### Stored rows ###
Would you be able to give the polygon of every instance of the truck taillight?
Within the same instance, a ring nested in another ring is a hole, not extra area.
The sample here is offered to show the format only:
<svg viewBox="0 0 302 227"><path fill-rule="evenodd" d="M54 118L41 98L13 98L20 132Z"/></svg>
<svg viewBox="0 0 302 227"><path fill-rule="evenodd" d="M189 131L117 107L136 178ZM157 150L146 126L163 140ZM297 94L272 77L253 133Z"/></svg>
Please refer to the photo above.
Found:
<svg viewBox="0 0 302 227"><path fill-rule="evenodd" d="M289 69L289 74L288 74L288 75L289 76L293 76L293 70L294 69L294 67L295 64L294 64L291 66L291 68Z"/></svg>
###
Task instructions:
Set down every line of the listing above again, word for word and in the same order.

Response for this exercise:
Would you be able to give the polygon of every instance of the truck taillight?
Within the same instance, a ring nested in another ring is a hole, not extra area.
The sample here is offered to show the format only:
<svg viewBox="0 0 302 227"><path fill-rule="evenodd" d="M54 118L41 98L13 98L20 132Z"/></svg>
<svg viewBox="0 0 302 227"><path fill-rule="evenodd" d="M189 131L117 107L136 178ZM157 150L146 126L163 140ZM297 94L272 77L253 133Z"/></svg>
Please refer to the photo above.
Found:
<svg viewBox="0 0 302 227"><path fill-rule="evenodd" d="M289 69L289 74L288 74L288 75L289 76L293 76L293 70L294 69L294 67L295 64L294 64L291 66L291 68Z"/></svg>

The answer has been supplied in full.